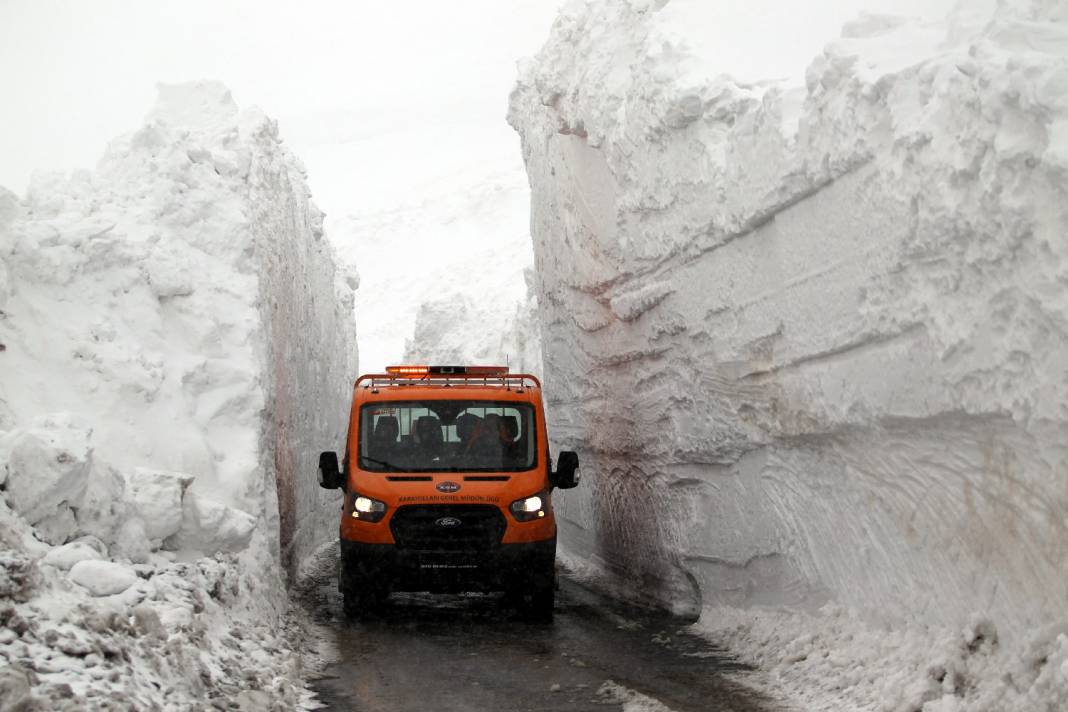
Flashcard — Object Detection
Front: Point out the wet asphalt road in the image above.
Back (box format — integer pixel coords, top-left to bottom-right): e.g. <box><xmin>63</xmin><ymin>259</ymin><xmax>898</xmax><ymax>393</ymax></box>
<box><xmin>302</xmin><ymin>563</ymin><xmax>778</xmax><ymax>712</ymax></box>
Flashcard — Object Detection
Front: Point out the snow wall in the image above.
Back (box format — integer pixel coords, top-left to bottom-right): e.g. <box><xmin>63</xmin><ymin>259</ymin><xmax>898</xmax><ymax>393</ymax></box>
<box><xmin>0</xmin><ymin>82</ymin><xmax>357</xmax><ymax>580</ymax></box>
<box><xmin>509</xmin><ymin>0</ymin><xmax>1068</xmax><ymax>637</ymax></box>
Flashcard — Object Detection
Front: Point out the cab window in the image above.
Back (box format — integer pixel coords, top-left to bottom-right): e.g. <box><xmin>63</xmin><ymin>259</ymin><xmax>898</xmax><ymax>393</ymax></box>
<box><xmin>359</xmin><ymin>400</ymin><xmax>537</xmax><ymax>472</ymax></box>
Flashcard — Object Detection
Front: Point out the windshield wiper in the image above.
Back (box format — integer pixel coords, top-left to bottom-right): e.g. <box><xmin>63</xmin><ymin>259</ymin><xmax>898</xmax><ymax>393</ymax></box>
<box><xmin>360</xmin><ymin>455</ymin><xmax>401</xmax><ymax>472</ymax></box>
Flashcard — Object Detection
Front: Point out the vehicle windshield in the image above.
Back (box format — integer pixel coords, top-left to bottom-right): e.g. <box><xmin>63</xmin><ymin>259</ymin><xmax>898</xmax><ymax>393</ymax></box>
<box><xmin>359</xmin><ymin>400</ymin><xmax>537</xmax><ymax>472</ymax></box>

--

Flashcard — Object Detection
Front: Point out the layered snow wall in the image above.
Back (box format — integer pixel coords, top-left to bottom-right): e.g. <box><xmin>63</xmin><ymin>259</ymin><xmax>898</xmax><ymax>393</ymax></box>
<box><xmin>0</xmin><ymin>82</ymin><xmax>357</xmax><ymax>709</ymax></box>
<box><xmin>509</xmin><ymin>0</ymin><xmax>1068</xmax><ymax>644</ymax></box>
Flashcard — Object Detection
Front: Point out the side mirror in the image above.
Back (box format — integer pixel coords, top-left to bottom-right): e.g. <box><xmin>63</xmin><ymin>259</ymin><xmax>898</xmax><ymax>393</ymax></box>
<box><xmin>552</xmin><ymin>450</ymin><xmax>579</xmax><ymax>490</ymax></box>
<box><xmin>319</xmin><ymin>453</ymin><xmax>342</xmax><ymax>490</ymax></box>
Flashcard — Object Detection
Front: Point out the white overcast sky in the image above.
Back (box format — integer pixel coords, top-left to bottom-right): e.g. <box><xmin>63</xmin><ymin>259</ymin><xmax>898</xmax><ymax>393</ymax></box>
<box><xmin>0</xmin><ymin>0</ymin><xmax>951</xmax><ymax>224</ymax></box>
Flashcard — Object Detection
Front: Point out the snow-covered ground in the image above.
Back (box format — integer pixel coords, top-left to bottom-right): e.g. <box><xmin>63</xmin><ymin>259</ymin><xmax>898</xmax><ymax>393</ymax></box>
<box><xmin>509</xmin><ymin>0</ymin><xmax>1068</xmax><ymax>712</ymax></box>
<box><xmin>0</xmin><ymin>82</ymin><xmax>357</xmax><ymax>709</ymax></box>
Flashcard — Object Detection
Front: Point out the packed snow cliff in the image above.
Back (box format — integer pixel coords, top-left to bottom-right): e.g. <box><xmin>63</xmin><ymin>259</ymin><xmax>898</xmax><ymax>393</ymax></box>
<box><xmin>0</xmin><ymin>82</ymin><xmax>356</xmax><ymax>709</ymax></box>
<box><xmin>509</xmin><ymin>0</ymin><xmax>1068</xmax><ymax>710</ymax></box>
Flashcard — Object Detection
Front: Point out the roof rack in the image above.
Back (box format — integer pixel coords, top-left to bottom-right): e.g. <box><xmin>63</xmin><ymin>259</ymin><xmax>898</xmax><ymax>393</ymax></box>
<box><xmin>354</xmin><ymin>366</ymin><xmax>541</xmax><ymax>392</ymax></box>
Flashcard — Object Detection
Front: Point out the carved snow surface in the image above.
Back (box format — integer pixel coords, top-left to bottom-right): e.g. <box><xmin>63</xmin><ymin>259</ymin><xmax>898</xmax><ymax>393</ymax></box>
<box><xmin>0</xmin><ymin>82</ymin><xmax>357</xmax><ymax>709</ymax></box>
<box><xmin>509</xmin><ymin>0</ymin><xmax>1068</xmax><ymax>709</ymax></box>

* [WHAT IS REQUIRED]: Count the lines in the rows above that contain the string "snow", with case counting, and give only the number.

* [RESULT]: 5